## Problem requirements
Read through the records below and copy each line that uses the word "form".

*** Source material ***

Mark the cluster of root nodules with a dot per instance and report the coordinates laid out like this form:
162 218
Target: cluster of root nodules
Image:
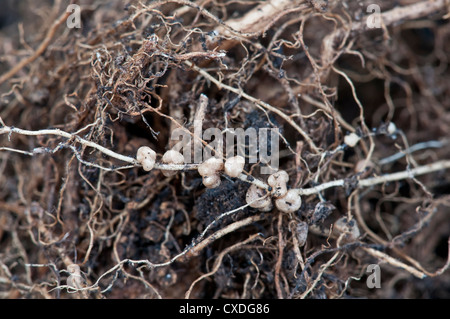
77 223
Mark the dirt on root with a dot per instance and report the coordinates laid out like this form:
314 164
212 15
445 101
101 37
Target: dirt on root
77 223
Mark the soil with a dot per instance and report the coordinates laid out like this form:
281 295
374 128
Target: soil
78 223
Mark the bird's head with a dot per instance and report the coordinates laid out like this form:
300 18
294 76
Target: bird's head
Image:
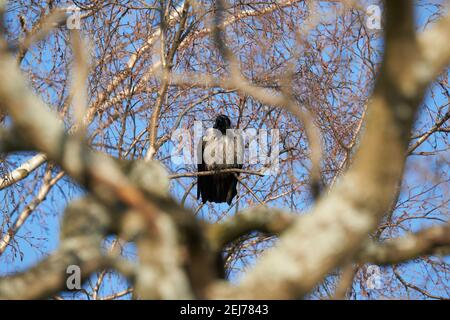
222 123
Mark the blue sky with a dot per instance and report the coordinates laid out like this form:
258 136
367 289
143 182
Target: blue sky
39 236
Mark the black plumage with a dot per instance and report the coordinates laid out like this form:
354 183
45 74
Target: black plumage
219 187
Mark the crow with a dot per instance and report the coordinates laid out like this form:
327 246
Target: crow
221 148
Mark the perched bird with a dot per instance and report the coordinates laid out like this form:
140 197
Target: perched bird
221 148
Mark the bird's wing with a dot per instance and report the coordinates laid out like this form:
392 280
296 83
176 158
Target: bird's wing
200 168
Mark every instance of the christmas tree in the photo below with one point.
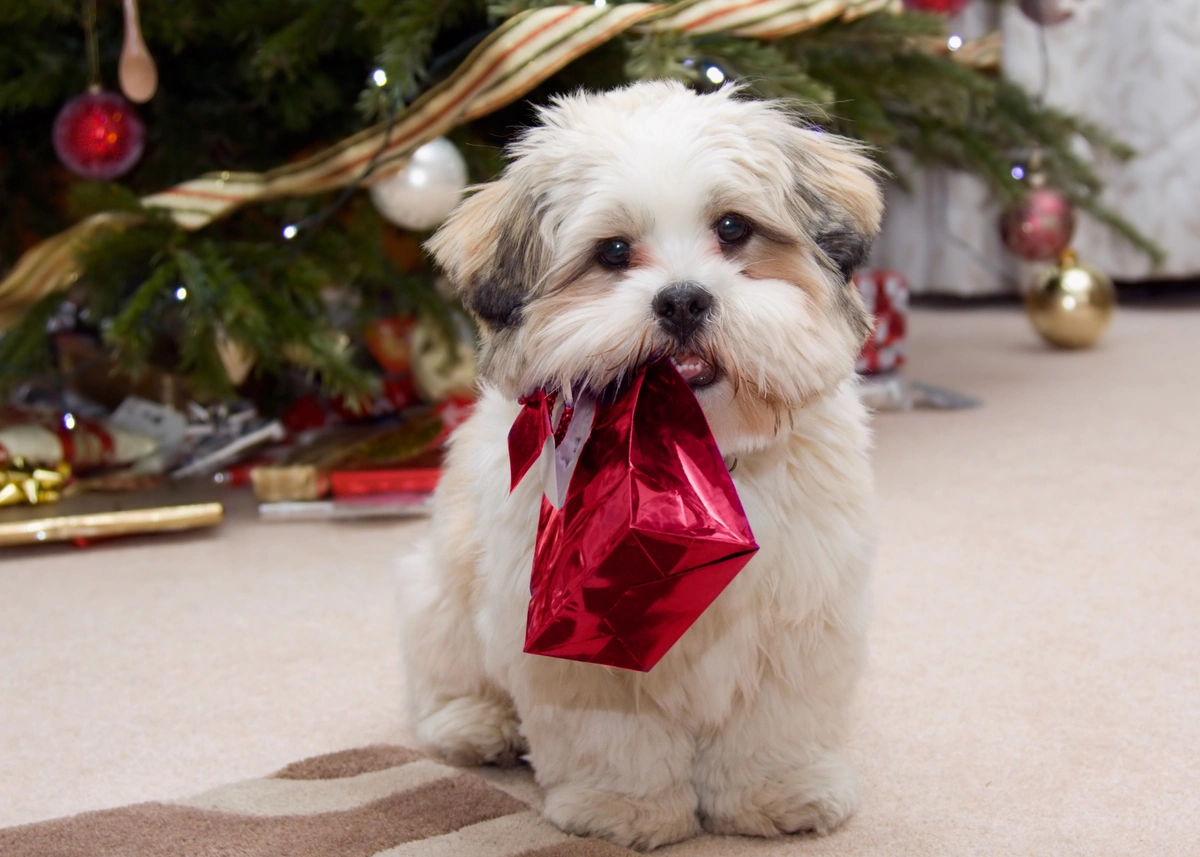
(269, 99)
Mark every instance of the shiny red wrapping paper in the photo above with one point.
(651, 532)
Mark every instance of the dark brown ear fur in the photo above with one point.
(493, 253)
(840, 201)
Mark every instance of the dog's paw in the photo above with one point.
(808, 798)
(636, 822)
(473, 730)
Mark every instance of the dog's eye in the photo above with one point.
(732, 229)
(615, 252)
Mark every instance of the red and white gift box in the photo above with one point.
(886, 295)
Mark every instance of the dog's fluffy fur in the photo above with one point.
(737, 729)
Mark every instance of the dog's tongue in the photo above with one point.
(694, 369)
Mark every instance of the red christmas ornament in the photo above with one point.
(99, 136)
(948, 7)
(1038, 228)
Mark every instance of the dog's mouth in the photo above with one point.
(695, 370)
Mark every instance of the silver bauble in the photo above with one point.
(423, 193)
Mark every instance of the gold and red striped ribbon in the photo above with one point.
(520, 54)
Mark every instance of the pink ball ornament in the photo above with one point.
(99, 136)
(948, 7)
(1039, 227)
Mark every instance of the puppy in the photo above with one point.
(714, 229)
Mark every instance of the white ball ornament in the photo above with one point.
(423, 193)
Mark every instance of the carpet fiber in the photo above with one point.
(355, 803)
(1033, 687)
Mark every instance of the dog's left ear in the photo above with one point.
(841, 195)
(839, 203)
(492, 251)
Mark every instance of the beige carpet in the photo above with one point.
(1036, 675)
(377, 801)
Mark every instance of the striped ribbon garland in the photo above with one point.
(515, 58)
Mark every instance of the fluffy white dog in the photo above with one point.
(714, 229)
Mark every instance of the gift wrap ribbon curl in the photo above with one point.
(516, 57)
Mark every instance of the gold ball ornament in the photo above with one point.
(1071, 304)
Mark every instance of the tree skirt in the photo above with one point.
(355, 803)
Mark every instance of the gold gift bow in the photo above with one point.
(25, 484)
(516, 57)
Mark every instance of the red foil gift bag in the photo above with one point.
(649, 533)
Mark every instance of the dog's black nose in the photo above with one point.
(682, 309)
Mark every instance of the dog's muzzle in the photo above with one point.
(682, 310)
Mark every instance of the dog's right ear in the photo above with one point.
(492, 251)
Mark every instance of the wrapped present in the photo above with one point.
(886, 295)
(22, 484)
(48, 438)
(651, 529)
(221, 435)
(359, 461)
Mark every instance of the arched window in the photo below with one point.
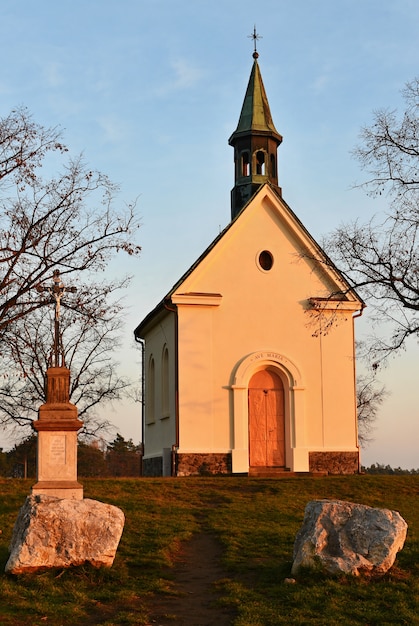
(151, 393)
(245, 164)
(165, 408)
(260, 162)
(273, 166)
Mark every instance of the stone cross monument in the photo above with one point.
(57, 423)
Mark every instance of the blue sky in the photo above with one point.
(150, 90)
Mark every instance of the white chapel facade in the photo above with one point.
(250, 358)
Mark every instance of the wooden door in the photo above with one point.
(266, 420)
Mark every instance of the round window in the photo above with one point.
(266, 260)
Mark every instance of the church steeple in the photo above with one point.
(255, 142)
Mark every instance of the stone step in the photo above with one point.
(280, 472)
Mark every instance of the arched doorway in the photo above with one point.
(266, 420)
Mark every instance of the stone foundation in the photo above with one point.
(153, 467)
(203, 464)
(334, 462)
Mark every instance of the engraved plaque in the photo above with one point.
(57, 450)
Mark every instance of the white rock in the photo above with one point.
(51, 532)
(340, 536)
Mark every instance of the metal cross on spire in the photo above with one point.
(255, 36)
(57, 291)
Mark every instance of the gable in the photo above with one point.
(235, 260)
(266, 232)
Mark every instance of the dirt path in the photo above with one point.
(194, 599)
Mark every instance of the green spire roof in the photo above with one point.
(255, 115)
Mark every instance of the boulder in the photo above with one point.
(51, 532)
(344, 537)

*** End of Source material ***

## Answer to this task
Mark the cluster of root nodules with a dot per instance and report the coordinates laid out like this form:
Mark the dirt on root with a dot per instance and report the coordinates laid out like this form:
Mark the soil with a dot per instance and report the coordinates laid out like this form:
Mark the bird's head with a dot per instance and report the coordinates laid out like this form:
Mark the blue sky with a dot per instance and report the coordinates laid out like this form:
Mark the black plumage with a dot per instance and report the coordinates laid out like this form:
Mark the crow with a dot per instance and report the coordinates laid out like this form:
Mark the perched bird with a dot per instance and report the coordinates laid out like this form:
Mark the bird's wing with a dot per instance and report the coordinates laid out like this form:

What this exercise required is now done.